Set exercise
Reproduce the records below without any change, from their first line through the line containing "top-left (58, 270), bottom-right (116, 333)", and omit any pictures from your copy.

Entries provided start

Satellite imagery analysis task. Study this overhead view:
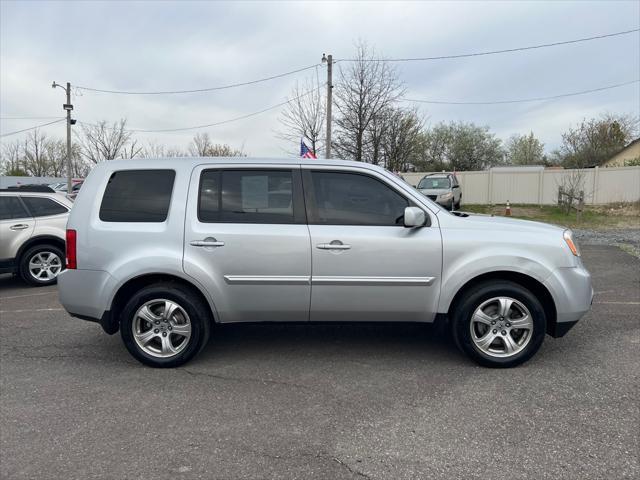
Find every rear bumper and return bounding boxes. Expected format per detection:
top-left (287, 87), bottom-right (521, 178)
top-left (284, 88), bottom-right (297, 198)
top-left (544, 264), bottom-right (593, 337)
top-left (58, 270), bottom-right (116, 333)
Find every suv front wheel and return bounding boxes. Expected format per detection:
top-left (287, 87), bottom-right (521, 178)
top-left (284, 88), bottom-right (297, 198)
top-left (453, 281), bottom-right (546, 367)
top-left (120, 284), bottom-right (211, 368)
top-left (19, 245), bottom-right (64, 287)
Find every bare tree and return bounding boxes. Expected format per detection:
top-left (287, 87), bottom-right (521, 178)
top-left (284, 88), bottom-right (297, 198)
top-left (335, 42), bottom-right (404, 161)
top-left (120, 140), bottom-right (144, 158)
top-left (554, 114), bottom-right (640, 168)
top-left (277, 79), bottom-right (325, 154)
top-left (78, 118), bottom-right (135, 164)
top-left (0, 140), bottom-right (27, 176)
top-left (22, 129), bottom-right (49, 177)
top-left (365, 109), bottom-right (390, 165)
top-left (189, 133), bottom-right (245, 157)
top-left (189, 133), bottom-right (212, 157)
top-left (382, 108), bottom-right (424, 172)
top-left (43, 138), bottom-right (67, 177)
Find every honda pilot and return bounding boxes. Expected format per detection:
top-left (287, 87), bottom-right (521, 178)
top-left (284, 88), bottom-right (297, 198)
top-left (58, 158), bottom-right (593, 367)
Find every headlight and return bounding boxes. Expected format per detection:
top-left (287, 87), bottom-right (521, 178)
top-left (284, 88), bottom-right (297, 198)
top-left (562, 230), bottom-right (580, 257)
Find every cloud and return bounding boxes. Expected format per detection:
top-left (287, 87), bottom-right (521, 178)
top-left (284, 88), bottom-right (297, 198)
top-left (0, 1), bottom-right (640, 156)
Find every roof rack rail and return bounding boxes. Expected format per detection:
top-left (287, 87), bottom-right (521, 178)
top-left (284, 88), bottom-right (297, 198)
top-left (0, 184), bottom-right (56, 193)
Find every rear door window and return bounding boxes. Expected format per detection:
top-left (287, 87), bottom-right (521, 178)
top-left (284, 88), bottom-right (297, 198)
top-left (22, 197), bottom-right (69, 217)
top-left (305, 171), bottom-right (409, 226)
top-left (0, 195), bottom-right (30, 220)
top-left (100, 170), bottom-right (176, 223)
top-left (198, 170), bottom-right (304, 223)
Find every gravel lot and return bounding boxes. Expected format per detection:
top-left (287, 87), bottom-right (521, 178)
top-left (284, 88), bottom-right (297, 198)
top-left (0, 246), bottom-right (640, 480)
top-left (573, 228), bottom-right (640, 246)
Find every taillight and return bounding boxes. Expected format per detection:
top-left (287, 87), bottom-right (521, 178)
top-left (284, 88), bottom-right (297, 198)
top-left (67, 230), bottom-right (78, 270)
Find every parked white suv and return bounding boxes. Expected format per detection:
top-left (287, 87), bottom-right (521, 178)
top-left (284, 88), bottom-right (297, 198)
top-left (0, 186), bottom-right (73, 286)
top-left (59, 158), bottom-right (593, 367)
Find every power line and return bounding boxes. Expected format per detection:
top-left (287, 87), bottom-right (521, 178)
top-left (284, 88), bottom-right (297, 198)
top-left (403, 79), bottom-right (640, 105)
top-left (74, 64), bottom-right (320, 95)
top-left (0, 116), bottom-right (60, 120)
top-left (336, 28), bottom-right (640, 62)
top-left (79, 84), bottom-right (326, 133)
top-left (0, 118), bottom-right (66, 137)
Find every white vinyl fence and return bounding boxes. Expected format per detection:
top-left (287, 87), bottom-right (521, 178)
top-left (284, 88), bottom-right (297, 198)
top-left (402, 167), bottom-right (640, 205)
top-left (0, 175), bottom-right (67, 188)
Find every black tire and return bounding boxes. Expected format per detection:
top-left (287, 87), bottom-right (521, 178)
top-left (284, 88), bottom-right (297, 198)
top-left (452, 280), bottom-right (547, 368)
top-left (18, 244), bottom-right (65, 287)
top-left (120, 283), bottom-right (212, 368)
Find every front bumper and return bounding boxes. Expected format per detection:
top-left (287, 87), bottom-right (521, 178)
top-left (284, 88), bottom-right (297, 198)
top-left (544, 264), bottom-right (593, 337)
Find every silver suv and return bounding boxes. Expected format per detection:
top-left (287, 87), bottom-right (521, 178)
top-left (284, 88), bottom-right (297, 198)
top-left (59, 158), bottom-right (593, 367)
top-left (416, 173), bottom-right (462, 210)
top-left (0, 187), bottom-right (73, 286)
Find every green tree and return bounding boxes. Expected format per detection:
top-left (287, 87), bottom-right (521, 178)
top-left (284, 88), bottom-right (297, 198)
top-left (420, 122), bottom-right (504, 171)
top-left (505, 132), bottom-right (546, 165)
top-left (554, 114), bottom-right (638, 168)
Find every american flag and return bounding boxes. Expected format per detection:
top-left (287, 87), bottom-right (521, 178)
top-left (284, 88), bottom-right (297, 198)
top-left (300, 139), bottom-right (318, 158)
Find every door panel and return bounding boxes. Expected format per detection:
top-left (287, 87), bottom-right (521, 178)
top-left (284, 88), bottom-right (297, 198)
top-left (184, 165), bottom-right (311, 322)
top-left (0, 195), bottom-right (36, 260)
top-left (309, 225), bottom-right (442, 322)
top-left (303, 167), bottom-right (442, 322)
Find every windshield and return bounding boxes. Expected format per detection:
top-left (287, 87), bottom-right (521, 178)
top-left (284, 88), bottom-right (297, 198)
top-left (418, 177), bottom-right (451, 190)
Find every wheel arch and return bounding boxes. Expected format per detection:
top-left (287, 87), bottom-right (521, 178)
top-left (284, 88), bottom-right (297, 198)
top-left (103, 273), bottom-right (217, 334)
top-left (447, 270), bottom-right (557, 334)
top-left (16, 235), bottom-right (65, 265)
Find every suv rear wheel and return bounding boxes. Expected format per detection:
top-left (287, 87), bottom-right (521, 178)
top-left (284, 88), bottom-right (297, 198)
top-left (19, 245), bottom-right (64, 287)
top-left (120, 284), bottom-right (211, 368)
top-left (453, 281), bottom-right (546, 367)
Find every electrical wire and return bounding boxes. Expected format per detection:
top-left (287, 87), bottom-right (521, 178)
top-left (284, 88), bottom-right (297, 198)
top-left (0, 116), bottom-right (60, 120)
top-left (335, 28), bottom-right (640, 63)
top-left (74, 63), bottom-right (320, 95)
top-left (0, 118), bottom-right (66, 137)
top-left (402, 79), bottom-right (640, 105)
top-left (78, 83), bottom-right (326, 133)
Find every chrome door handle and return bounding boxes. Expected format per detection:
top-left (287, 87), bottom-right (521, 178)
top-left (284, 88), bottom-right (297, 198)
top-left (316, 240), bottom-right (351, 250)
top-left (190, 238), bottom-right (224, 247)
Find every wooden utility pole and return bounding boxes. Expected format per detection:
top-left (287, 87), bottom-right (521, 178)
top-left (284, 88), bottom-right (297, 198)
top-left (322, 53), bottom-right (333, 158)
top-left (51, 82), bottom-right (75, 191)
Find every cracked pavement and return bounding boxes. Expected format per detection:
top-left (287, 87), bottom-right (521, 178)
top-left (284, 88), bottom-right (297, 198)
top-left (0, 246), bottom-right (640, 479)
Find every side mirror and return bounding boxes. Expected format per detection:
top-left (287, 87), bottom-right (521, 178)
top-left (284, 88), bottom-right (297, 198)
top-left (404, 207), bottom-right (427, 228)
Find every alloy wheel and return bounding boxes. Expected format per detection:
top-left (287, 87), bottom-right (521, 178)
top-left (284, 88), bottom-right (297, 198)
top-left (131, 299), bottom-right (191, 358)
top-left (29, 251), bottom-right (62, 282)
top-left (470, 297), bottom-right (533, 358)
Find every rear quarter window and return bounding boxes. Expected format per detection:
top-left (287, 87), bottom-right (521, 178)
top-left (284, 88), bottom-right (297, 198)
top-left (22, 196), bottom-right (69, 217)
top-left (100, 170), bottom-right (176, 223)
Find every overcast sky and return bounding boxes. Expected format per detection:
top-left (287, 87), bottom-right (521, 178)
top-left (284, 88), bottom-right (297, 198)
top-left (0, 0), bottom-right (640, 156)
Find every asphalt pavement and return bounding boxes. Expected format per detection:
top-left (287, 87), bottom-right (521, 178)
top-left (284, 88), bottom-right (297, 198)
top-left (0, 246), bottom-right (640, 480)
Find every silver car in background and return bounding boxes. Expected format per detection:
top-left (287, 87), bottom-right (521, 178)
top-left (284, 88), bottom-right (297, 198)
top-left (0, 186), bottom-right (73, 286)
top-left (416, 173), bottom-right (462, 210)
top-left (59, 158), bottom-right (593, 367)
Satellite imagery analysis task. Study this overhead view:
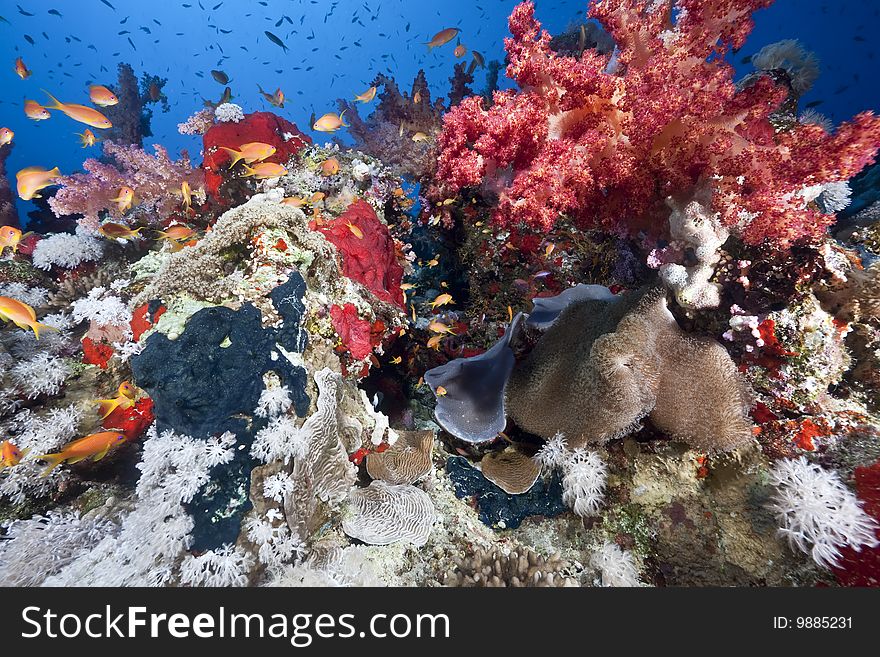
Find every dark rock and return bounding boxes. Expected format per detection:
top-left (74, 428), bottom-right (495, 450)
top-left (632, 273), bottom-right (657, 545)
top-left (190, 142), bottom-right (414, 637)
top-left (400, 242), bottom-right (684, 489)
top-left (446, 456), bottom-right (568, 529)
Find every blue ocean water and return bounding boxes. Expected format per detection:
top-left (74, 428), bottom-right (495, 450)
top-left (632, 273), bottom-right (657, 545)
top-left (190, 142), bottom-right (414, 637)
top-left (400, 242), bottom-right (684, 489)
top-left (0, 0), bottom-right (880, 220)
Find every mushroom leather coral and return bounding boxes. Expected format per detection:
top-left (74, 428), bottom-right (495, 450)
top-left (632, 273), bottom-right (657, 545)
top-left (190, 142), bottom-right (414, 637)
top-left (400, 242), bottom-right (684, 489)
top-left (202, 112), bottom-right (312, 199)
top-left (309, 199), bottom-right (404, 308)
top-left (437, 0), bottom-right (880, 248)
top-left (506, 288), bottom-right (752, 452)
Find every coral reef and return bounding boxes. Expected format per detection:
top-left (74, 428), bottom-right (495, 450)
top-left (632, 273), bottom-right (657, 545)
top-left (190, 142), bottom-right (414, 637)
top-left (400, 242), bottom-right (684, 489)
top-left (49, 141), bottom-right (204, 231)
top-left (202, 108), bottom-right (312, 200)
top-left (103, 62), bottom-right (171, 148)
top-left (437, 0), bottom-right (880, 247)
top-left (0, 0), bottom-right (880, 587)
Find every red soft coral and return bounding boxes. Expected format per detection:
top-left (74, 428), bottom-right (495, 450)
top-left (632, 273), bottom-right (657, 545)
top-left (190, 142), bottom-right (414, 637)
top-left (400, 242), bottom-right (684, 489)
top-left (101, 397), bottom-right (154, 440)
top-left (310, 199), bottom-right (404, 308)
top-left (330, 303), bottom-right (373, 360)
top-left (834, 461), bottom-right (880, 587)
top-left (82, 338), bottom-right (115, 370)
top-left (202, 112), bottom-right (312, 199)
top-left (437, 0), bottom-right (880, 248)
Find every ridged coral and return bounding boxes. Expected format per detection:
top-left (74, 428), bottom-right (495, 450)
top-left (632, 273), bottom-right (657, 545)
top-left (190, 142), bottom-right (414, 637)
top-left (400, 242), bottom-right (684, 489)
top-left (342, 480), bottom-right (435, 547)
top-left (443, 548), bottom-right (577, 588)
top-left (366, 430), bottom-right (434, 484)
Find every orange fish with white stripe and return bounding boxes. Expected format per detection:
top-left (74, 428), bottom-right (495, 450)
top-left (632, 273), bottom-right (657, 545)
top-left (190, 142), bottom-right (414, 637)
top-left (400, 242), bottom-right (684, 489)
top-left (89, 84), bottom-right (119, 107)
top-left (220, 141), bottom-right (276, 169)
top-left (15, 57), bottom-right (33, 80)
top-left (0, 226), bottom-right (21, 255)
top-left (37, 431), bottom-right (126, 477)
top-left (15, 167), bottom-right (61, 201)
top-left (425, 27), bottom-right (461, 50)
top-left (0, 297), bottom-right (58, 340)
top-left (95, 381), bottom-right (137, 420)
top-left (244, 162), bottom-right (287, 180)
top-left (24, 100), bottom-right (52, 121)
top-left (43, 89), bottom-right (113, 130)
top-left (110, 187), bottom-right (134, 212)
top-left (0, 440), bottom-right (28, 470)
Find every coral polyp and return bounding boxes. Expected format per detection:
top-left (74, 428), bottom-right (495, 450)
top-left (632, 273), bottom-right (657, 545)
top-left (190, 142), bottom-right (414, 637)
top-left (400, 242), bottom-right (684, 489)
top-left (0, 0), bottom-right (880, 588)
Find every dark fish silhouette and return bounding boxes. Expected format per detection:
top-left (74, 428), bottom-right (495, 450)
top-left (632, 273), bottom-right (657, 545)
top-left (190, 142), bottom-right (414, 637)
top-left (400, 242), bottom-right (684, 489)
top-left (265, 30), bottom-right (287, 52)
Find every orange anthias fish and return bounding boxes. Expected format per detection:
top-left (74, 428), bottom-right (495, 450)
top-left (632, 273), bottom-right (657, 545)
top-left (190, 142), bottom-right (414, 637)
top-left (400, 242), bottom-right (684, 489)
top-left (43, 90), bottom-right (113, 130)
top-left (24, 100), bottom-right (52, 121)
top-left (76, 128), bottom-right (98, 148)
top-left (354, 87), bottom-right (376, 103)
top-left (15, 57), bottom-right (32, 80)
top-left (257, 85), bottom-right (284, 109)
top-left (156, 224), bottom-right (196, 242)
top-left (15, 167), bottom-right (61, 201)
top-left (425, 27), bottom-right (461, 50)
top-left (0, 440), bottom-right (27, 470)
top-left (180, 180), bottom-right (192, 210)
top-left (220, 141), bottom-right (276, 169)
top-left (0, 297), bottom-right (58, 340)
top-left (321, 157), bottom-right (339, 176)
top-left (95, 381), bottom-right (137, 420)
top-left (0, 226), bottom-right (21, 255)
top-left (244, 162), bottom-right (287, 180)
top-left (98, 221), bottom-right (144, 240)
top-left (110, 187), bottom-right (134, 212)
top-left (89, 84), bottom-right (119, 107)
top-left (428, 321), bottom-right (455, 335)
top-left (428, 293), bottom-right (455, 308)
top-left (312, 110), bottom-right (349, 132)
top-left (37, 431), bottom-right (125, 477)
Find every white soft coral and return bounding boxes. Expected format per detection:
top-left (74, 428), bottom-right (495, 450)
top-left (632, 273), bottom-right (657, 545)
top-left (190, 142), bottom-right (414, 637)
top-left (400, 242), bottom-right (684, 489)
top-left (770, 456), bottom-right (878, 568)
top-left (562, 448), bottom-right (608, 516)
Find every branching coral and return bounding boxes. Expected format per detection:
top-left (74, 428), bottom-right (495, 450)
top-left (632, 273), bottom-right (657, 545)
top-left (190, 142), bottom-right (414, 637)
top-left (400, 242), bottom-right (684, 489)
top-left (338, 69), bottom-right (444, 178)
top-left (438, 0), bottom-right (880, 247)
top-left (102, 63), bottom-right (170, 147)
top-left (770, 456), bottom-right (878, 567)
top-left (49, 141), bottom-right (204, 230)
top-left (443, 548), bottom-right (577, 587)
top-left (590, 543), bottom-right (642, 587)
top-left (46, 428), bottom-right (235, 586)
top-left (0, 511), bottom-right (115, 586)
top-left (32, 227), bottom-right (104, 271)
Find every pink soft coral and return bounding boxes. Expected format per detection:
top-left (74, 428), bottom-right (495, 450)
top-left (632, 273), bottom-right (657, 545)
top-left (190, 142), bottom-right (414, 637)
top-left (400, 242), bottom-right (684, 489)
top-left (438, 0), bottom-right (880, 248)
top-left (49, 141), bottom-right (204, 229)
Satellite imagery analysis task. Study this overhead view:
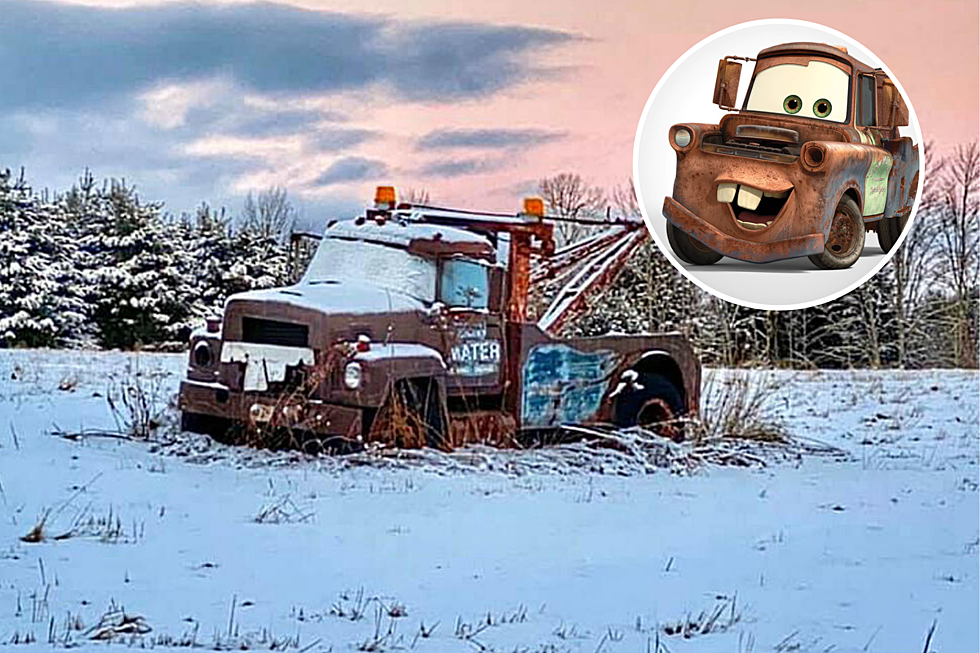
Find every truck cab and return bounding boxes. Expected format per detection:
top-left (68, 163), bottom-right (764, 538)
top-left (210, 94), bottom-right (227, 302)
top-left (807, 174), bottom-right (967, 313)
top-left (663, 43), bottom-right (919, 269)
top-left (179, 187), bottom-right (700, 451)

Entries provided end

Solved exercise
Satellite imagery analysis task. Study this overhead view:
Find every rear bumper and return bounding boxes. Expected format per detection:
top-left (287, 87), bottom-right (521, 178)
top-left (284, 88), bottom-right (297, 198)
top-left (544, 264), bottom-right (593, 337)
top-left (58, 270), bottom-right (116, 333)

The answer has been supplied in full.